Each record must be retyped in full. No character may differ.
━━ EXTRACTED DATA ━━
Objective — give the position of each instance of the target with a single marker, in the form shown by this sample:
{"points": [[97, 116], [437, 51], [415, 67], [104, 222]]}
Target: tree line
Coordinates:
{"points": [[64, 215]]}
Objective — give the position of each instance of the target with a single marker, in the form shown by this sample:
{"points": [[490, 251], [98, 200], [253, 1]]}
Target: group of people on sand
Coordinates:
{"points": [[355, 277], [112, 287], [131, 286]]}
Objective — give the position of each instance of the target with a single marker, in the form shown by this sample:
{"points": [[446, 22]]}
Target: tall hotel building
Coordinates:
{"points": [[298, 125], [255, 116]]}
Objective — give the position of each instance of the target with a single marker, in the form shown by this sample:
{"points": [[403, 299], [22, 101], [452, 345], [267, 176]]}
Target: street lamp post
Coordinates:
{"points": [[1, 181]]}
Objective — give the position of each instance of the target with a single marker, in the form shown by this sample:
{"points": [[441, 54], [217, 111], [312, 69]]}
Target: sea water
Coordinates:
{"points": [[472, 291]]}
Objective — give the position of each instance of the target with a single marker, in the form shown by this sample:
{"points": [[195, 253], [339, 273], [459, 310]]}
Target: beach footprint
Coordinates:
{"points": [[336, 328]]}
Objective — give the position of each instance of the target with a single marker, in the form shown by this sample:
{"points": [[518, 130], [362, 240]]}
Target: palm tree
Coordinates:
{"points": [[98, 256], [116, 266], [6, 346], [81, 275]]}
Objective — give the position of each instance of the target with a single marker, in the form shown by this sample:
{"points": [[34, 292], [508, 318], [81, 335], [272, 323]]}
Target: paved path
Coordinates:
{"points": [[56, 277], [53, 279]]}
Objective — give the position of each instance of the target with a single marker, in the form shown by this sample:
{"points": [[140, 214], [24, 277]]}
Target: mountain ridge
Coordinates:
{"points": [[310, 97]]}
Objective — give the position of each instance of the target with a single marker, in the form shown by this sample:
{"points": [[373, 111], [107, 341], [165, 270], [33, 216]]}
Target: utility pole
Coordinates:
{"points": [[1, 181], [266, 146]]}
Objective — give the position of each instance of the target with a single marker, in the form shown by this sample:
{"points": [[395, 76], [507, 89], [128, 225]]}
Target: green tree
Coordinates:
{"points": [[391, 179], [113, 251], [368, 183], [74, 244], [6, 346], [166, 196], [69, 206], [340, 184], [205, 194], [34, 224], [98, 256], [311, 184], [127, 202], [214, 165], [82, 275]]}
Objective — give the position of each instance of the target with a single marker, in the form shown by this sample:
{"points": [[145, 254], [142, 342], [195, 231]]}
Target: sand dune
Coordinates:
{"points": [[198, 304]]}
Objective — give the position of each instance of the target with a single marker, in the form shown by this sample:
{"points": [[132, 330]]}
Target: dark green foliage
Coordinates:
━━━
▶ [TASK RESULT]:
Objective — give the position of each instance of the target with a single marker, in the form shown by this sample:
{"points": [[97, 116], [437, 51], [415, 67], [104, 222]]}
Target: tree line
Coordinates:
{"points": [[64, 215]]}
Objective — give the position of each instance of the target with a single marker, in the form shown by this sample:
{"points": [[490, 251], [98, 200], [253, 1]]}
Target: group of people on sand
Coordinates:
{"points": [[355, 277], [112, 287], [131, 286]]}
Objective — give the position of each instance of the target with a single marker, in the form shown by this sample:
{"points": [[446, 22]]}
Target: tall hotel building
Coordinates:
{"points": [[298, 125], [255, 116]]}
Objective — give the position of each instance of the target with a single marker, in the form shown by this sample:
{"points": [[403, 299], [22, 101], [452, 345], [267, 176]]}
Target: street lamp post
Coordinates:
{"points": [[1, 181]]}
Objective — give the position of each instance of the target with a single marker, in the form shown by this sample:
{"points": [[441, 54], [217, 111], [312, 69]]}
Target: sea water
Coordinates:
{"points": [[472, 291]]}
Objective — give the position of each instance of the target with a single marker, in the form shown by this sample:
{"points": [[195, 253], [339, 273], [459, 310]]}
Target: beach footprint
Coordinates:
{"points": [[336, 328]]}
Objective — give the position of each instance of the target with a single marker, in the form shown by this sample:
{"points": [[518, 130], [362, 240]]}
Target: palm tree
Coordinates:
{"points": [[98, 256], [116, 266], [6, 346], [81, 275]]}
Objective — give the position of each instance of the target with a single marker, in the form shown by this sample:
{"points": [[34, 292], [508, 318], [81, 335], [272, 323]]}
Target: paved path
Coordinates:
{"points": [[56, 277], [53, 279]]}
Objective — give the position of each instance of the target with a single marker, in the form shown by this sample:
{"points": [[140, 214], [24, 277]]}
Target: mountain ridge
Coordinates:
{"points": [[310, 97]]}
Objective — give the position of each instance of the target with a single marker, in the form shown by this sample:
{"points": [[373, 111], [107, 341], [165, 270], [33, 216]]}
Target: utility pole
Coordinates:
{"points": [[1, 181], [266, 146]]}
Objective — give the position of each instance of the target with a single marker, in the form shown by this sample:
{"points": [[395, 76], [507, 89], [128, 225]]}
Target: green tree
Coordinates:
{"points": [[391, 179], [113, 251], [368, 183], [74, 244], [6, 346], [166, 196], [69, 206], [340, 184], [205, 194], [34, 224], [98, 256], [311, 184], [127, 202], [214, 165], [82, 275]]}
Objective — give the position of each instance of the target with a single marker, in the form shown by this sample:
{"points": [[145, 254], [142, 342], [195, 231]]}
Target: sand dune
Coordinates:
{"points": [[198, 304]]}
Objective — give the position of each instance of the target with a single marker, in the form shown by this sample:
{"points": [[132, 330]]}
Target: dark green foliage
Coordinates:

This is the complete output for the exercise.